- Requirement 1: In the response to Hamilton's review, which Cypriot sites besides Lapithos are named as sources of the burials discussed?
- Requirement 2: Rewrite the part of the response to Hamilton's review starting at "Response by" and ending at "as a whole.", with "drubbings" replaced by "beatings".
- Requirement 3: Carry on the response to Hamilton's review from its last sentence.

BMCR 1992.03.23

Response: Hughes on Hamilton on Hughes

Response to 1992.01.26

Response by

Certainly a valuable and stimulating feature of the new Bryn Mawr Classical Review is its space for responses, which extends to authors a rare opportunity to reply to reviews of their work. I should like to avail myself here of this opportunity and respond to Richard Hamilton’s review of Human Sacrifice in Ancient Greece (BMCR 3.1 [1992], 36-8). Not that I found the review unfavorable (or at least not entirely so); and, considering some of the drubbings I’ve seen administered by reviewers in our field in the past, perhaps I should be thankful to have gotten off so lightly. Still—although some distortion in so brief a summary is inevitable—I feel that Professor Hamilton has in several instances misrepresented what I had to say, and I fear that readers of the review (but not the book) may come away with an inaccurate impression of the work as a whole.

In his discussion of my archaeological chapter (2) Hamilton writes: “Seven of the nine alleged slave burials on Cyprus only show that ‘occasionally the citizens of Geometric Lapithos buried their dead in the doorways of tombs’.” In fact, I wrote these words (p. 42) only of two burials, both from Lapithos, found partially beneath the door packing; the rest of the Cypriot burials I discuss (from Salamis, Tamassos, and Vouni as well as Lapithos) were not made in the doorway but in the dromos, often far from the chamber door, and in one case in an unconnected shaft grave located between two chamber tombs.

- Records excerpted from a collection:

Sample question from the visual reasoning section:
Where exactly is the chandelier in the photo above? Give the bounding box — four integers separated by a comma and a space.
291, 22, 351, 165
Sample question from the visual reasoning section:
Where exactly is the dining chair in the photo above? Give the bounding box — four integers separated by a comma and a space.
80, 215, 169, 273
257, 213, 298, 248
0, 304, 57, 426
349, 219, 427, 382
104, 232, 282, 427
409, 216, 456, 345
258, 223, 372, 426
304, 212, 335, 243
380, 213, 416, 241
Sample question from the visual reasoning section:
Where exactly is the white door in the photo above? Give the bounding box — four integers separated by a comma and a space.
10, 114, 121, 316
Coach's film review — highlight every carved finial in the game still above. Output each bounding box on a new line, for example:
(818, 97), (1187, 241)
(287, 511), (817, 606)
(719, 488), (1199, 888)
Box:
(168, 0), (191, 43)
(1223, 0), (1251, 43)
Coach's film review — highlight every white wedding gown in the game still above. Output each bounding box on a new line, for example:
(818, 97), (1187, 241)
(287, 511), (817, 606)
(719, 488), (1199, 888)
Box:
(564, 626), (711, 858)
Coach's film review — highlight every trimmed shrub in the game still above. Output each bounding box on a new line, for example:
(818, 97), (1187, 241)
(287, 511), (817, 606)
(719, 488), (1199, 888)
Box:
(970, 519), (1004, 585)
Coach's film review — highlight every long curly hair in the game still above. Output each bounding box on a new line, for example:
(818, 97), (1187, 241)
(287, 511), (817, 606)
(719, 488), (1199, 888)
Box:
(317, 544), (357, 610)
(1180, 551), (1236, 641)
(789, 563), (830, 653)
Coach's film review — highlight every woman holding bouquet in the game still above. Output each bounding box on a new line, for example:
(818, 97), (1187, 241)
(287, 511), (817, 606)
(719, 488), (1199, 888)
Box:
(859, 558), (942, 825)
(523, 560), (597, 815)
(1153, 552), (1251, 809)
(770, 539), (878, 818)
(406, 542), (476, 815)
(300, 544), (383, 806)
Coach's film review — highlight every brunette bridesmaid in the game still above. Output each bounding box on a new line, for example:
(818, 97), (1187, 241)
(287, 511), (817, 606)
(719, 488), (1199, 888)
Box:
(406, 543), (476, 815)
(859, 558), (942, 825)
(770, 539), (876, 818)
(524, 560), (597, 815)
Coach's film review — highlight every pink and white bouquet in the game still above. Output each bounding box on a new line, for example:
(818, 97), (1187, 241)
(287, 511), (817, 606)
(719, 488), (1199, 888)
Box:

- Exercise result 1: Salamis, Tamassos, and Vouni.

- Exercise result 2:
Response by

Certainly a valuable and stimulating feature of the new Bryn Mawr Classical Review is its space for responses, which extends to authors a rare opportunity to reply to reviews of their work. I should like to avail myself here of this opportunity and respond to Richard Hamilton’s review of Human Sacrifice in Ancient Greece (BMCR 3.1 [1992], 36-8). Not that I found the review unfavorable (or at least not entirely so); and, considering some of the beatings I’ve seen administered by reviewers in our field in the past, perhaps I should be thankful to have gotten off so lightly. Still—although some distortion in so brief a summary is inevitable—I feel that Professor Hamilton has in several instances misrepresented what I had to say, and I fear that readers of the review (but not the book) may come away with an inaccurate impression of the work as a whole.

- Exercise result 3:
In my third chapter, I did not dismiss Lucian De luctu 14 as mere “literary invention”; rather, I argued (and still would argue) that Lucian generalizes here from Scythian practices known from Herodotus and that in any case the passage is of doubtful value as evidence for Greek custom, early or late. More importantly, Hamilton seems to have misunderstood what I wrote about vengeance killings performed at funerals. The evidence for such killings is not extensive (there is only one sure historical case, and Iliad 23, as imaginative poetry, must be approached cautiously). But in characterizing these apparently infrequent acts as vengeance killings I certainly do not deny, as Hamilton implies I do, that they are ritual killings: on the contrary, I explicitly term them “ritualized vengeance killings” and acts of “ritual revenge” (pp. 54-6; as for killing in battle, see my brief remarks pp. 203-4 n. 8).

Hamilton writes that Herodotus’ account of human sacrifices at Alos (discussed in Chapter 4) “is said to describe a ritual drama of initiation, despite the author’s earlier, correct warning against haphazardly labeling anything an initiation”. In fact, I made this suggestion only very tentatively (p. 95; by the way, my cautions about identifying rituals as initiations 1 come later in the text, p. 103, not earlier), where, faced with a description which does not make a great deal of sense on the surface, I pointed to similarities between elements of the ritual and familiar elements of “rites of passage”. The interpretation of ritual activity—even of modern rituals for which we have detailed eyewitness accounts—is a hazardous (but I hope not altogether haphazard!) business, with formidable theoretical pitfalls at every turn. 2 Still, surely there are some Greek rituals (and not just in mystery cults) which conform closely to the initiatory programs documented more fully and more certainly in other cultures, and I find Hamilton’s scepticism here rather depressing for those of us who believe that it is useful (even if the future of the study of ancient ritual does not lie herein) to detect where possible common sequences and structures in the varied, bewildering, and mostly summary descriptions of ritual that have come down to us.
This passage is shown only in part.